**RECORD EXCERPTS**

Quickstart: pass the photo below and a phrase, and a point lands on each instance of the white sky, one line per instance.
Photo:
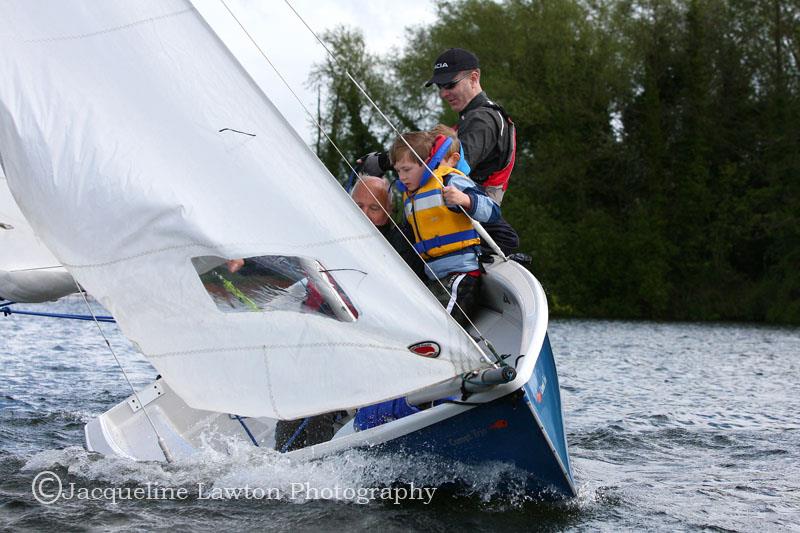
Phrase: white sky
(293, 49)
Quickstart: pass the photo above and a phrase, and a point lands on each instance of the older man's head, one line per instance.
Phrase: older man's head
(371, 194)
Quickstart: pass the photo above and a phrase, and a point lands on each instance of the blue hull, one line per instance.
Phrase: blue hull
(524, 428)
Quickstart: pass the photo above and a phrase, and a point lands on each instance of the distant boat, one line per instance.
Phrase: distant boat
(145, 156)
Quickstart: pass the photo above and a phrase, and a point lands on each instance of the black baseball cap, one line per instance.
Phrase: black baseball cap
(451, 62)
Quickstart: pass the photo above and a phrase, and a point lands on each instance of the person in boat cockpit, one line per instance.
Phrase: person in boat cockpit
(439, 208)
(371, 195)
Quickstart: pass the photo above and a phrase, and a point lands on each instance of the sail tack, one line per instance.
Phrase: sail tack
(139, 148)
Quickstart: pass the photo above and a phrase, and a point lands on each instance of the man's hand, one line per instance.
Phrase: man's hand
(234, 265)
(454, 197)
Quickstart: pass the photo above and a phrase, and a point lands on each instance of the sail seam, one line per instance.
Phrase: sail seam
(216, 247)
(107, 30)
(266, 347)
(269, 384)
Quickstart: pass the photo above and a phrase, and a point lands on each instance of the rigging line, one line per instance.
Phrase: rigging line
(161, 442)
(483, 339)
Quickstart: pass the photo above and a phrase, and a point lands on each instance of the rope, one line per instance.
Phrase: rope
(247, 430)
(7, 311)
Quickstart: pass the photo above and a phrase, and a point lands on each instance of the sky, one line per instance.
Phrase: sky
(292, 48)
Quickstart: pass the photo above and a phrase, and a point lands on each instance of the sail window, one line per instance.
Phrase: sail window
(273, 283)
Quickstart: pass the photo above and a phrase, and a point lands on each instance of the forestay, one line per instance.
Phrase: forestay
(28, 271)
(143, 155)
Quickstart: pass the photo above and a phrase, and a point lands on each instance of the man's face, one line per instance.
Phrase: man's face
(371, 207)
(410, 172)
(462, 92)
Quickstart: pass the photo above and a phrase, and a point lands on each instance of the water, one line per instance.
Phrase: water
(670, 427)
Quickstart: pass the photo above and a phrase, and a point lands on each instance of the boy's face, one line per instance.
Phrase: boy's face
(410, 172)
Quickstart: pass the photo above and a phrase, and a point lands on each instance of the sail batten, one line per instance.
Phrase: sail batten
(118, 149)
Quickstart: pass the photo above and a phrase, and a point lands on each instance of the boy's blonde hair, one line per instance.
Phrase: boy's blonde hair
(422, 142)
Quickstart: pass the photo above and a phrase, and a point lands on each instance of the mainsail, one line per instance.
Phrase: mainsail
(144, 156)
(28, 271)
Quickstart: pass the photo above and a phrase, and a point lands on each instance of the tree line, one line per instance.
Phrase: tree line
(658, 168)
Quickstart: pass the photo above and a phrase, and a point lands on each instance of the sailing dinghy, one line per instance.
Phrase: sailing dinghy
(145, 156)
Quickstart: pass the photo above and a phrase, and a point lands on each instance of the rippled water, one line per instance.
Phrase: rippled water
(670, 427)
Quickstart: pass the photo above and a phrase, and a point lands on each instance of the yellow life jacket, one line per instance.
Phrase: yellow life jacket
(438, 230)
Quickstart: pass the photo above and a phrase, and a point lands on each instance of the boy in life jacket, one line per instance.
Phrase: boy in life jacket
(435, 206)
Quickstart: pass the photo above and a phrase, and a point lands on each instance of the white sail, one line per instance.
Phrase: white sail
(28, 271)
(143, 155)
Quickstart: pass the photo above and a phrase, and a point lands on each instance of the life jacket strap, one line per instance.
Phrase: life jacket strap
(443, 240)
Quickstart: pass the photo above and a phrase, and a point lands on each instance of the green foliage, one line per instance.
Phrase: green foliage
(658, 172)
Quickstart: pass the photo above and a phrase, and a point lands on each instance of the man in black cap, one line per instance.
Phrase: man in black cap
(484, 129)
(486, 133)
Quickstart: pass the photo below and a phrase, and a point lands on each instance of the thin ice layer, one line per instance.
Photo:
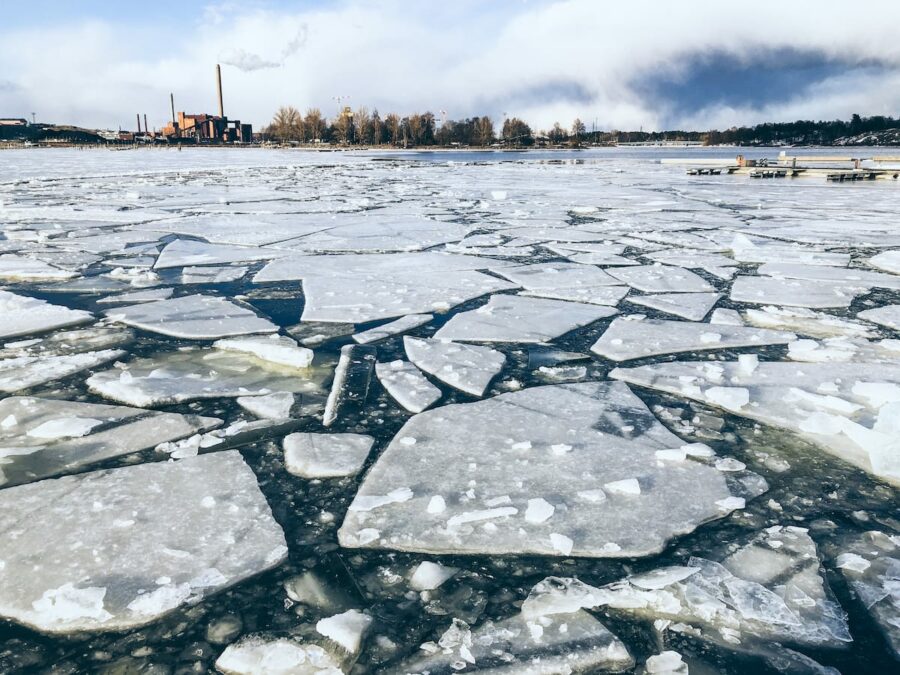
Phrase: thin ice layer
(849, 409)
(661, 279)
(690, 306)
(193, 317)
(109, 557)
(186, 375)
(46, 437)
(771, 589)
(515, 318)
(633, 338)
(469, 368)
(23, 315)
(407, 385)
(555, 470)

**THE TASK**
Leave out each picture and extract the lines from the one containing "yellow life jacket, one line per instance." through the end of the records above, inclusive, exactly as they stand.

**TASK OUTPUT**
Quickstart: pass the photo above and a phrase, and a point lands on each instance of the yellow life jacket, one line per instance.
Phrase: yellow life jacket
(438, 230)
Quickstart: pass the photo above and a phrase, and a point lands on each instance of the boy in life jacket, one line per instance.
Phrase: boy in life jacket
(435, 206)
Quickstart: pass the photo above and a phrase, and a point lands on each instance of the white sail, one line per instance.
Phrase: white sail
(28, 271)
(143, 155)
Quickstart: pass the photo above and a phrase, and a point lands on each instance of the life jacket strap, one line per instance.
Phrase: life jacket strap
(443, 240)
Quickstart: pass the photo above and a phrase, and a point lands on each instance of the green foliage, one line per instance.
Phrase: green foliage
(658, 172)
Quickstart: pass the photo above and a phrase, and a point lands on each instance of the man in black cap, one line per instance.
Phrase: man in black cap
(484, 129)
(486, 133)
Quickstart: pass the photo below and a phrase, and a point lands on each instance of the thin ice layer, one line per instance.
Photo:
Phrase: thin ice layer
(849, 409)
(661, 279)
(690, 306)
(193, 317)
(109, 557)
(186, 375)
(46, 437)
(771, 589)
(515, 318)
(633, 338)
(469, 368)
(23, 315)
(407, 385)
(555, 470)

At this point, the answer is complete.